Set problem:
Reproduce verbatim the part of the records that opens with the line containing "Point out the white sole in this photo." and closes with the line containing "(379, 1057)", both lines included.

• • • • •

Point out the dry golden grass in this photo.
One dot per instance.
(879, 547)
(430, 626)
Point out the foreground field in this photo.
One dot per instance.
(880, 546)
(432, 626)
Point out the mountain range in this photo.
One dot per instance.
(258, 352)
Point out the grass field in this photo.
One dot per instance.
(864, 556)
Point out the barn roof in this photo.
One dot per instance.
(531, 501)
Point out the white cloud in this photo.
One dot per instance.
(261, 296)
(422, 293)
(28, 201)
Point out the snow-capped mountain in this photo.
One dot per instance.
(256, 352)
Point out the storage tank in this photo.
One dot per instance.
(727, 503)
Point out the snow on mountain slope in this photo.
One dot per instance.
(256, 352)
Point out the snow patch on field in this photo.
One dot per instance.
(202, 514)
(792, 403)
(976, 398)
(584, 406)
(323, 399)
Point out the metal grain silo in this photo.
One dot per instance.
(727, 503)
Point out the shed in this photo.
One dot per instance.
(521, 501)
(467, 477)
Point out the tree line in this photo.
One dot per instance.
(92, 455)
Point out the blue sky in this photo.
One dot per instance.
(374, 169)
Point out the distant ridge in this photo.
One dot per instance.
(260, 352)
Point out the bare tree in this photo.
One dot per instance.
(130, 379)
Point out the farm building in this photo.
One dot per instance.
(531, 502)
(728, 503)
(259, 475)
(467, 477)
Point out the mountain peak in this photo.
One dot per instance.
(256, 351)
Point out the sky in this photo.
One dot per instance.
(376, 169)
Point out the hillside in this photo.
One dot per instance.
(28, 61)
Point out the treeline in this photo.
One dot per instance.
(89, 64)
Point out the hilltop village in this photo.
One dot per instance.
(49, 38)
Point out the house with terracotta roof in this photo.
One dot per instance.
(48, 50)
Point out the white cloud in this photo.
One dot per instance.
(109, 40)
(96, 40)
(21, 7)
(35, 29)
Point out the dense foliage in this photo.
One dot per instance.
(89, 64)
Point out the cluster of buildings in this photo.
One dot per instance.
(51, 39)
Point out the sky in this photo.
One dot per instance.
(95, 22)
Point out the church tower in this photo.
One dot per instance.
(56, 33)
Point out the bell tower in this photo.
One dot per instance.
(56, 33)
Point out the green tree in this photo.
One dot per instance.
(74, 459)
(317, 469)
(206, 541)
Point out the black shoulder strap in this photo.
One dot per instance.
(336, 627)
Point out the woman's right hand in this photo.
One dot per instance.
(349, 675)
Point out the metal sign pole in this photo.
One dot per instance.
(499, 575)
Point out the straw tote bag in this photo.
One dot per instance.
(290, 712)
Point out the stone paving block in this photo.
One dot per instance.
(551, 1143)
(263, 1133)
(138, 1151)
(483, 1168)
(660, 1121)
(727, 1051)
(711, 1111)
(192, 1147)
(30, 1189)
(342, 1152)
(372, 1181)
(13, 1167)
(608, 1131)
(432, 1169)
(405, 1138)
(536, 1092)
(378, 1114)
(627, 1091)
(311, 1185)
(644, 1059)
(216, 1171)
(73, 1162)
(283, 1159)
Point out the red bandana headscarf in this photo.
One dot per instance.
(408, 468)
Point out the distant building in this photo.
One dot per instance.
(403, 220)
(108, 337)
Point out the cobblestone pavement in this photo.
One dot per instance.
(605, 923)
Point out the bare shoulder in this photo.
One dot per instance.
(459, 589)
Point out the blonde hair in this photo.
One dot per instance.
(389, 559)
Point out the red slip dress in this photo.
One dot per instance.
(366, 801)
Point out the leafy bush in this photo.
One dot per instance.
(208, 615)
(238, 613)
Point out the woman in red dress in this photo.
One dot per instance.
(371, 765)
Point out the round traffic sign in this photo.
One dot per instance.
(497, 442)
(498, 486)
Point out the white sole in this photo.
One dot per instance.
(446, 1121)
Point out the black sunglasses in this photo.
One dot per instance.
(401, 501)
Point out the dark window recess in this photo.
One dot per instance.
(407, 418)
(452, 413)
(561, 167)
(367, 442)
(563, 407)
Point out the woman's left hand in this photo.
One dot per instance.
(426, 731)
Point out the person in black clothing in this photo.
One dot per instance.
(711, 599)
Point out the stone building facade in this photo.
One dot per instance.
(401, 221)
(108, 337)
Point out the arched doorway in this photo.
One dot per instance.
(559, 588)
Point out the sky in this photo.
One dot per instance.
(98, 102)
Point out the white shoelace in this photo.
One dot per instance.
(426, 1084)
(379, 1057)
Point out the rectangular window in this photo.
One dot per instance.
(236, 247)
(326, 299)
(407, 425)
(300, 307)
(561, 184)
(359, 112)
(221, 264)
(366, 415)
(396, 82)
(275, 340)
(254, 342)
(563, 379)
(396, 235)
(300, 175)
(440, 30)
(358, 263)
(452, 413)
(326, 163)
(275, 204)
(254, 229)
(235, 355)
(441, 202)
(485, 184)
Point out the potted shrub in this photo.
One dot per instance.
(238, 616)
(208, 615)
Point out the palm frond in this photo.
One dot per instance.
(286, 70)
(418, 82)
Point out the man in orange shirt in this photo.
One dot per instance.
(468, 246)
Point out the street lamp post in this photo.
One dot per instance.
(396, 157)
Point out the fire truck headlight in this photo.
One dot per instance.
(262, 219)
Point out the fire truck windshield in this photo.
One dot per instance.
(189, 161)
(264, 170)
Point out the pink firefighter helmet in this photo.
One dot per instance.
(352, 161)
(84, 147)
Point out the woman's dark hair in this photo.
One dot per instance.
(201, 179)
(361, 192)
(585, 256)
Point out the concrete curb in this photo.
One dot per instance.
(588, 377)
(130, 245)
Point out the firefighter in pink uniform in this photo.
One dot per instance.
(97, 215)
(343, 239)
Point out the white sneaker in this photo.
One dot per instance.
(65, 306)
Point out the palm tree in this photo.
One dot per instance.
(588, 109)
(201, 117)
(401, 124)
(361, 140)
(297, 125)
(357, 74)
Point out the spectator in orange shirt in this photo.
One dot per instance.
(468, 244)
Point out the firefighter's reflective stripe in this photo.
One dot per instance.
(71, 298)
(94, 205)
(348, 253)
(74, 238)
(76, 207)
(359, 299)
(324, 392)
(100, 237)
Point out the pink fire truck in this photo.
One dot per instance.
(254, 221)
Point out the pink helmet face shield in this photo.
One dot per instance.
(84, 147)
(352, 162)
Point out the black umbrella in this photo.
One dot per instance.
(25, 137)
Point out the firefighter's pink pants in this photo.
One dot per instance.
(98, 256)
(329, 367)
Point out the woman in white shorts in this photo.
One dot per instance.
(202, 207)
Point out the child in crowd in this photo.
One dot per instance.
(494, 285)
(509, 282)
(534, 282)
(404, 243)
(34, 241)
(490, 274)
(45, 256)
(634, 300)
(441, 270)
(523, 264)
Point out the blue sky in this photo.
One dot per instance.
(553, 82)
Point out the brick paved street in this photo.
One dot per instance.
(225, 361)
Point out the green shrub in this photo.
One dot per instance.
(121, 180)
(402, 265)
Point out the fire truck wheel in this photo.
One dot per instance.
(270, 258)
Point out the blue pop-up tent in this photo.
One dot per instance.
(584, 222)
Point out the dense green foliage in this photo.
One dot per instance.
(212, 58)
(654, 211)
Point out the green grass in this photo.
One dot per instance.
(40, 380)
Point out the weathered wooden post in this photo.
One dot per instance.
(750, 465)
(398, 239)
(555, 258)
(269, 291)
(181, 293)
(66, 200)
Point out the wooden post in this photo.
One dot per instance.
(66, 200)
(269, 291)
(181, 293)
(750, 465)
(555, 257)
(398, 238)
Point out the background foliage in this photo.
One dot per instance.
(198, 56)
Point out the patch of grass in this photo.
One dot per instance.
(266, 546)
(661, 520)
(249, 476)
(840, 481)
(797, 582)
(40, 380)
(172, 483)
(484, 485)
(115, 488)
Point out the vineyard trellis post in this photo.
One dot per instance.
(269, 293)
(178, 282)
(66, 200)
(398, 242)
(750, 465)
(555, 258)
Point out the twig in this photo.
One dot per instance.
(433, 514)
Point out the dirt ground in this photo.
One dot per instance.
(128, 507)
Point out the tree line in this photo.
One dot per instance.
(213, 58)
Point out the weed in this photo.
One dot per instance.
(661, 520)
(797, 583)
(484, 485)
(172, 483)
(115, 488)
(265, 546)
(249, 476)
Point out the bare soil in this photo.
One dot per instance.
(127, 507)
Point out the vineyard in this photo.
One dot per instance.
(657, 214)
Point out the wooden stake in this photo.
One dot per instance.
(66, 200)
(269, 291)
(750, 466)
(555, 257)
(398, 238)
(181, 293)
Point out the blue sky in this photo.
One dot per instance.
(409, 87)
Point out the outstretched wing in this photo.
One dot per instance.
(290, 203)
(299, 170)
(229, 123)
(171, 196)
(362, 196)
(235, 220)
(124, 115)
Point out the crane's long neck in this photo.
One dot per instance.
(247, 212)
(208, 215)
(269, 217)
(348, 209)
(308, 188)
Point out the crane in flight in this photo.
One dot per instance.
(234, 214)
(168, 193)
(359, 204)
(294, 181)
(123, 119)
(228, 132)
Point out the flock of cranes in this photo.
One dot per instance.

• • • • •

Answer for the task:
Point out the white sole in this photo.
One dot per instance.
(446, 1121)
Point out the black sunglasses in this photo.
One dot per instance.
(401, 501)
Point out the dark window recess in this photo.
One dot per instance.
(407, 418)
(452, 413)
(561, 167)
(367, 442)
(563, 407)
Point out the woman's left hand in this photo.
One dot per instance.
(426, 731)
Point out the person in black clothing in this photo.
One dot per instance.
(711, 599)
Point out the stone building facade in this photo.
One dot per instance.
(401, 221)
(108, 337)
Point out the arched doorway in this photo.
One dot per instance.
(559, 588)
Point out the sky in this photo.
One dot per instance.
(98, 102)
Point out the white shoelace in this photo.
One dot per instance.
(426, 1084)
(379, 1057)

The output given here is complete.